Recorded data
· · · ·

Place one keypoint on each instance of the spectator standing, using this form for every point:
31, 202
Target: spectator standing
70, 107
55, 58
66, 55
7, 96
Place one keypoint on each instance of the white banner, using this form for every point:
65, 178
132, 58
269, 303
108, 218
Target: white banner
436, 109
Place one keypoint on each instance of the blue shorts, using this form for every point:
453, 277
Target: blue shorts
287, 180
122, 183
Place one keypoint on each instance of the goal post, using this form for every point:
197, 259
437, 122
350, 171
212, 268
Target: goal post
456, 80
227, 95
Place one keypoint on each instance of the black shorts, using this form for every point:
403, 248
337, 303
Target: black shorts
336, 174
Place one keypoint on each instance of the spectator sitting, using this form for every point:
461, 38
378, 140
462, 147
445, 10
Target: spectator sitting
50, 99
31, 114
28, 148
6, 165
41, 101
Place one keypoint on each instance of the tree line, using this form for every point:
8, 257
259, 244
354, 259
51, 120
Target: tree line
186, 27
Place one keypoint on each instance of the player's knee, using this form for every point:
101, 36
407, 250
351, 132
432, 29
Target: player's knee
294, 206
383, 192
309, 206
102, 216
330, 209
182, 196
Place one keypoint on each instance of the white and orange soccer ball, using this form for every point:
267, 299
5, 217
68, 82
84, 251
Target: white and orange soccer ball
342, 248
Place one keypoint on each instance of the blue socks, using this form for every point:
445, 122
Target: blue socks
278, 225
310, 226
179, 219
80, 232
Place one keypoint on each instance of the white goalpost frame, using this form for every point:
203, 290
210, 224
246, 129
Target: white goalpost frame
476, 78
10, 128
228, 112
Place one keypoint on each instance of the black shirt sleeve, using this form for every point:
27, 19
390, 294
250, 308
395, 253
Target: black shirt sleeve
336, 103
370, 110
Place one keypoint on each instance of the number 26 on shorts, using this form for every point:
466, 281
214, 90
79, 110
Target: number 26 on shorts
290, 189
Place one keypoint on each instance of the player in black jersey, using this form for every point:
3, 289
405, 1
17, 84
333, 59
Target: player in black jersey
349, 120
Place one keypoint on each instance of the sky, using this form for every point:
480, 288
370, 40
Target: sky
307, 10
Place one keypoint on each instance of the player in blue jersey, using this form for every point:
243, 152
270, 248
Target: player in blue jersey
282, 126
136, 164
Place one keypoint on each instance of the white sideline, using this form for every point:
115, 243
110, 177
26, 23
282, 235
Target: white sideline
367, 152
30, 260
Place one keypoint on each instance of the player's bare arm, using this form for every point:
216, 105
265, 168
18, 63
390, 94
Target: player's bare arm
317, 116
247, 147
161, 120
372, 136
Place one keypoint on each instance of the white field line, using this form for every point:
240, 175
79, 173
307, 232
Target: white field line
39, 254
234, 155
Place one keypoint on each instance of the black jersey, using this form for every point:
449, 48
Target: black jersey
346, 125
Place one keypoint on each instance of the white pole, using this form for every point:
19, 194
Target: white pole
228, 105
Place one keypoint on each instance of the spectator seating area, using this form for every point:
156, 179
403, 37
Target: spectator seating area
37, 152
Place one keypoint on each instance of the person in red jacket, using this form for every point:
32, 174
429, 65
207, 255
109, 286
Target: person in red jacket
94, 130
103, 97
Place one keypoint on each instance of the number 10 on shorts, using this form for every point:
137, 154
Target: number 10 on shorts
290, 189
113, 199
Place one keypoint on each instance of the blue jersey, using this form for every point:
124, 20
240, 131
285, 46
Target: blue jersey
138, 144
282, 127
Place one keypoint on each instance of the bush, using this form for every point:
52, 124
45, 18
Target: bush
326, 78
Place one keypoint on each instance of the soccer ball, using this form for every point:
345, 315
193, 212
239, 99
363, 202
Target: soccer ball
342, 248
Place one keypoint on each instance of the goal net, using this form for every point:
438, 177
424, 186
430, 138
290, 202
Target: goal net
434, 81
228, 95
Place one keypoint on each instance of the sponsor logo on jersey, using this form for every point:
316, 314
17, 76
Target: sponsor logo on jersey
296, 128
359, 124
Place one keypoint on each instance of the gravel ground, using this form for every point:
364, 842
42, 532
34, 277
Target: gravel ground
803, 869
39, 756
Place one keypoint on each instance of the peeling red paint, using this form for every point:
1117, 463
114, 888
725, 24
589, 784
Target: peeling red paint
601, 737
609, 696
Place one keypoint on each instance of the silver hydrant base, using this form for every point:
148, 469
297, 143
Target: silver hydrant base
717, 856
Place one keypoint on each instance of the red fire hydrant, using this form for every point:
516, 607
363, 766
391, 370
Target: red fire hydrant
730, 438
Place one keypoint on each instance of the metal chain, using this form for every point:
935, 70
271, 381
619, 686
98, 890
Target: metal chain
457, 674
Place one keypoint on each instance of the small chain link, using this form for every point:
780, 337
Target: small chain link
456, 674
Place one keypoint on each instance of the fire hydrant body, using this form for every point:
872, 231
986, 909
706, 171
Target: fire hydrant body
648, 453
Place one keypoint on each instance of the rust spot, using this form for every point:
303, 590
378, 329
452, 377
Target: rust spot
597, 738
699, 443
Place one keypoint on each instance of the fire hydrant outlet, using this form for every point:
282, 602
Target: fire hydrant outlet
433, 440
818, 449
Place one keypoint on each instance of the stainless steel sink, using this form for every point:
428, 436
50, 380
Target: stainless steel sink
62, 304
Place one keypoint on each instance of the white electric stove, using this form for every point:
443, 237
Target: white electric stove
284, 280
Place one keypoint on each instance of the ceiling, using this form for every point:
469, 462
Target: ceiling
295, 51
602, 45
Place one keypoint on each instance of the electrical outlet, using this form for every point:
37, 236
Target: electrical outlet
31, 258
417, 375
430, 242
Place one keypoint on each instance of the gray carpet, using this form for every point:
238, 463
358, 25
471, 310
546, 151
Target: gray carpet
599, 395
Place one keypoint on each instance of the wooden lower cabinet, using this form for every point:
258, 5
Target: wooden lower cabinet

· · · ·

Written request:
Write out every line of the records above without altering anything.

Answer to the problem:
Place one keypoint on each instance of the spectator standing, using this form for every point:
31, 202
Target: spectator standing
70, 107
55, 58
66, 55
7, 96
Place one keypoint on each instance of the white banner, using this form for every point:
65, 178
132, 58
269, 303
108, 218
Target: white banner
436, 109
Place one keypoint on each instance of the blue shorts, using this form for every point:
453, 277
Target: blue shorts
287, 180
122, 183
Place one keypoint on each instance of the goal post, using this form for every point:
197, 259
437, 122
350, 171
212, 268
Target: goal post
456, 80
227, 95
Place one keypoint on each instance of the black shorts, using this form for every point:
403, 248
337, 303
Target: black shorts
336, 174
Place one keypoint on each instance of the spectator sitting, using this form for every point:
461, 38
378, 140
462, 147
445, 10
Target: spectator sitting
50, 99
31, 114
28, 148
6, 165
41, 101
Place one keypoint on each instance of the tree line, using this form for every point:
8, 257
259, 244
354, 259
51, 120
Target: tree line
186, 27
Place one keypoint on each instance of the player's knee, using this form for every point:
101, 36
407, 250
351, 132
432, 29
Target: player's knee
294, 206
383, 192
309, 206
102, 216
330, 209
182, 196
Place one keypoint on each instance of the white and orange soccer ball, using this form for every point:
267, 299
5, 217
68, 82
84, 251
Target: white and orange soccer ball
342, 248
Place one keypoint on each instance of the blue socks, using this form for every point:
445, 122
Target: blue socks
278, 225
310, 226
179, 219
80, 232
Place one keypoint on each instance of the white goalpost frame, using this form for every point:
203, 290
210, 224
246, 129
Target: white goalpost frame
476, 78
10, 128
228, 112
Place one keypoint on each instance of the black shirt sleeve, using this form for every point:
27, 19
390, 294
250, 308
395, 253
Target: black shirt sleeve
336, 103
370, 110
Place one keypoint on each instance of the number 26 on shorts, using this form for every point:
466, 281
214, 90
79, 110
Target: number 26 on shorts
290, 189
Place one keypoint on each instance of the player in black jersey, using this form for every point:
3, 289
405, 1
17, 84
333, 59
Target: player in black jersey
349, 120
Place one keypoint on each instance of the sky, using this form for every point:
480, 288
370, 40
Target: sky
307, 10
Place one keypoint on each instance of the player in blue jersey, using this form for every point:
243, 152
270, 248
Target: player in blue jersey
282, 126
136, 164
Place one keypoint on each instance of the white sideline, using this form for every point:
115, 243
110, 177
26, 23
282, 235
Target: white sideline
367, 152
30, 260
Place one keypoint on each instance of the player's bare arm, using this form for every point:
216, 105
265, 168
18, 63
390, 94
Target: player's bare arm
317, 116
247, 147
161, 120
372, 136
Place one keypoint on each instance of the white field line, using this form for every point:
240, 175
79, 173
307, 232
Target: white field line
39, 254
234, 155
Place one keypoint on each instance of the black jersey, using this form for every point:
449, 48
Target: black jersey
346, 125
Place one keypoint on each instance of the white pole, using this form for every point:
19, 194
Target: white pole
228, 105
Place one keypoint on each instance of the spectator seating area, using this form for every point:
156, 179
403, 37
Target: spectator seating area
37, 152
Place one keypoint on each instance of the person in red jacket, using this form for every point:
32, 174
429, 65
207, 255
109, 286
Target: person in red jacket
94, 130
103, 97
Place one keypoint on each instance of the number 10 on shorts, using this form for every point:
137, 154
Target: number 10 on shorts
290, 189
113, 199
Place one keypoint on each instance of the blue jersey, using this form for every point:
124, 20
240, 131
285, 46
Target: blue jersey
138, 144
282, 127
Place one keypoint on each instance of the bush, using this form for every point:
52, 124
45, 18
Target: bush
326, 78
Place one keypoint on each instance of the soccer ball, using this form for every point:
345, 315
193, 212
239, 99
363, 202
Target: soccer ball
342, 248
Place one keypoint on each instance of the goal net, using this form for every point:
438, 177
424, 186
430, 138
290, 202
Target: goal net
434, 81
228, 95
Place one keypoint on each instance of the sponsor logo on jersey, using this form for every point:
316, 314
17, 76
Target: sponsor logo on jersey
296, 128
359, 124
Place one keypoint on each instance of the gravel ground, using this form for every point:
364, 842
42, 532
34, 277
Target: gravel ground
803, 869
39, 756
Place one keypoint on each instance of the peeling red paint, using this form for every point:
1117, 463
114, 888
725, 24
589, 784
Target: peeling red paint
601, 737
609, 696
Place one keypoint on each instance of the silver hydrant base, using this form for every point:
148, 469
297, 143
Target: silver hydrant base
717, 856
Place one keypoint on each instance of the red fire hydrant, using this form for every point:
516, 607
363, 766
391, 370
Target: red fire hydrant
730, 438
Place one keypoint on each instance of the metal chain, using this form for every point:
935, 70
271, 381
619, 686
98, 890
Target: metal chain
457, 674
Place one keypoint on each instance of the small chain link, using this form for every point:
780, 337
Target: small chain link
456, 674
Place one keypoint on each instance of the fire hydrant body, using this form for every point:
872, 231
986, 909
706, 171
Target: fire hydrant body
648, 453
Place one keypoint on each instance of the rust spot, using this form for every point:
303, 590
378, 329
452, 377
Target: rust spot
597, 738
699, 443
Place one keypoint on each instance of the fire hydrant outlet, using this form for every point:
282, 602
Target: fire hydrant outlet
433, 440
818, 449
Place one keypoint on each instance of the stainless steel sink, using this form for every point:
428, 436
50, 380
Target: stainless steel sink
62, 304
Place one keypoint on each instance of the white electric stove, using this form for every point:
443, 237
Target: white electric stove
284, 280
Place one keypoint on each instance of the ceiling, using this form for every point:
469, 462
Target: ceiling
295, 51
602, 45
Place one keypoint on each instance of the electrical outlet, using this form for every point:
37, 236
Target: electrical outlet
31, 258
417, 375
430, 242
Place one keypoint on each instance of the gray carpet, using this form for every point:
238, 463
358, 25
471, 310
546, 151
Target: gray carpet
599, 395
Place one keypoint on each instance of the wooden lower cabinet, using this form for every point:
258, 5
Target: wooden lower cabinet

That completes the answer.